# [Ausgewählter Abschnitt]
══════

Nun auch mit Frühling und Premium-Nachbarn

In Zeiten des Kontaktverbots kann man sich glücklich schätzen, wenn die Natur langsam aufblüht. Oder wenn die Nachbarn nicht nur rücksichtsvoll, sondern auch noch musikalisch talentiert sind. Es kann nämlich auch unangenehm werden. Von Haluka Maier-Borst

Es war ein schöner und irgendwie merkwürdiger Tag. Erst ging mein Text zur Wirkung von möglichen Ausgangssperren online. Und dann bekam ich von einer Freundin ein Bild geschickt, auf dem Kirschblüten in voller Pracht blühten. Und plötzlich hatte ich ein bisschen Wasser in den Augen.

Das mag jetzt für den prosaischen Berliner oder Brandenburger vielleicht etwas viel Emotion sein. Und Sie haben ja recht: Die Kirschen blühen wirklich jedes Jahr ungefähr jetzt. Aber für mich ist das ein besonderer Baum. Zum einen weil Kirschblüten das Symbol schlechthin sind für Japan, die Heimat meiner Mutter. Zum anderen heißt meine Mutter eben Sakura, japanisch für Kirschblüte. Sehen Sie mir also nach, dass der obere Teil des Absackers leichte Wasserränder hat. Sagen wir einfach, ich hätte mein Getränk hier schon verschüttet.

══════

Gib den Teil des Textes über die Kirschblüte wortgetreu wieder, der mit „Es war ein schöner“ anfängt und bis einschließlich „in den Augen.“ geht.

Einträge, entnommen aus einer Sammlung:

══════

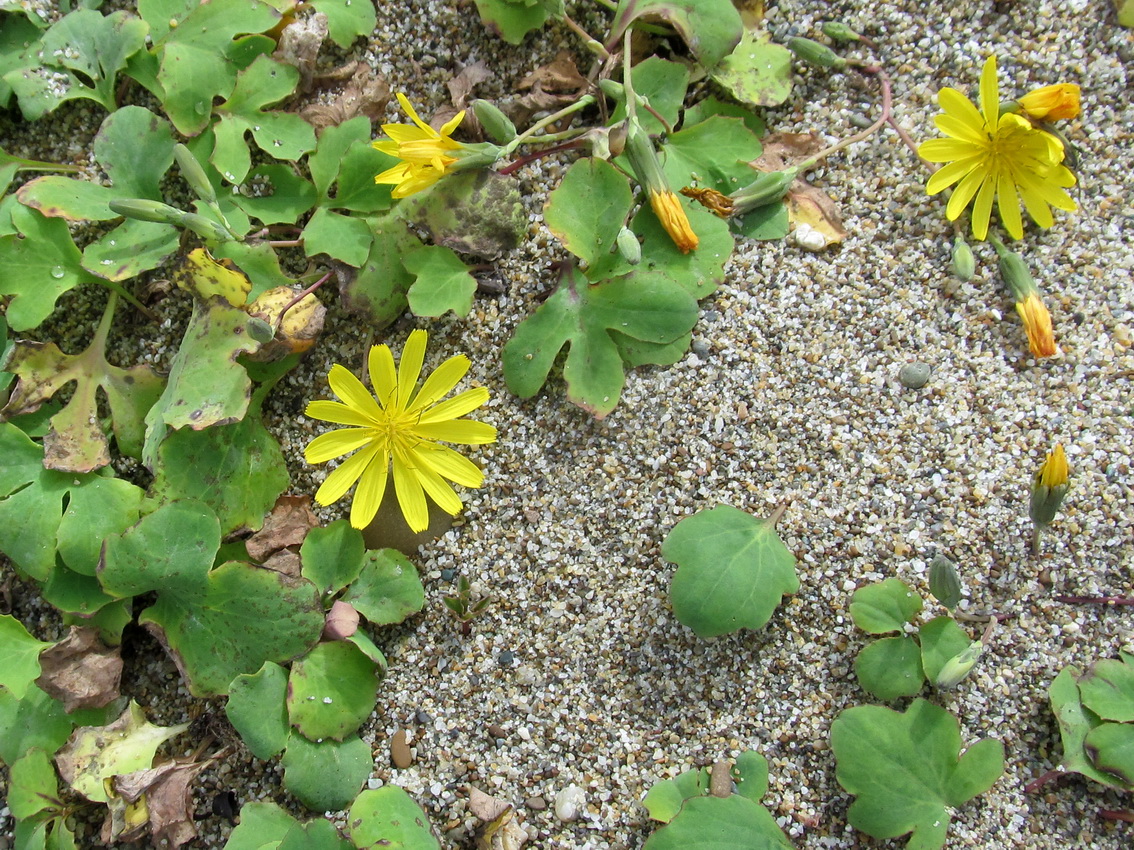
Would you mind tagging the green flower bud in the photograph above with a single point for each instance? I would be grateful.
(945, 581)
(146, 210)
(628, 246)
(1014, 272)
(815, 53)
(963, 262)
(839, 32)
(958, 666)
(204, 228)
(194, 175)
(497, 125)
(768, 188)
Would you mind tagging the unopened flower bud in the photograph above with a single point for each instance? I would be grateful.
(962, 260)
(815, 53)
(1049, 486)
(497, 125)
(194, 173)
(839, 32)
(945, 581)
(958, 666)
(145, 210)
(628, 246)
(768, 188)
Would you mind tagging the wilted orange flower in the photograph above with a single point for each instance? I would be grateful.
(1038, 325)
(1051, 103)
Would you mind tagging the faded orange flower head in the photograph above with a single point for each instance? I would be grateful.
(1038, 324)
(1051, 103)
(667, 206)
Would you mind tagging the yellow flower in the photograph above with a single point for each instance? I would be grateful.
(1051, 103)
(1038, 325)
(425, 154)
(667, 206)
(993, 155)
(402, 425)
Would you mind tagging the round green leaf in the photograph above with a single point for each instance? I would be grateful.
(331, 690)
(389, 817)
(257, 710)
(326, 775)
(388, 589)
(733, 569)
(885, 606)
(890, 668)
(734, 823)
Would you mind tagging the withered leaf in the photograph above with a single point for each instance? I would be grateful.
(286, 525)
(81, 671)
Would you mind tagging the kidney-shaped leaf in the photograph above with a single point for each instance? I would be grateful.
(733, 569)
(906, 771)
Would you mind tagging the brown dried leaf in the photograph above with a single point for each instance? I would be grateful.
(560, 75)
(81, 670)
(298, 45)
(499, 829)
(361, 95)
(286, 525)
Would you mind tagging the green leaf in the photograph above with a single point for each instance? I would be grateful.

══════

# [Lösung]
Es war ein schöner und irgendwie merkwürdiger Tag. Erst ging mein Text zur Wirkung von möglichen Ausgangssperren online. Und dann bekam ich von einer Freundin ein Bild geschickt, auf dem Kirschblüten in voller Pracht blühten. Und plötzlich hatte ich ein bisschen Wasser in den Augen.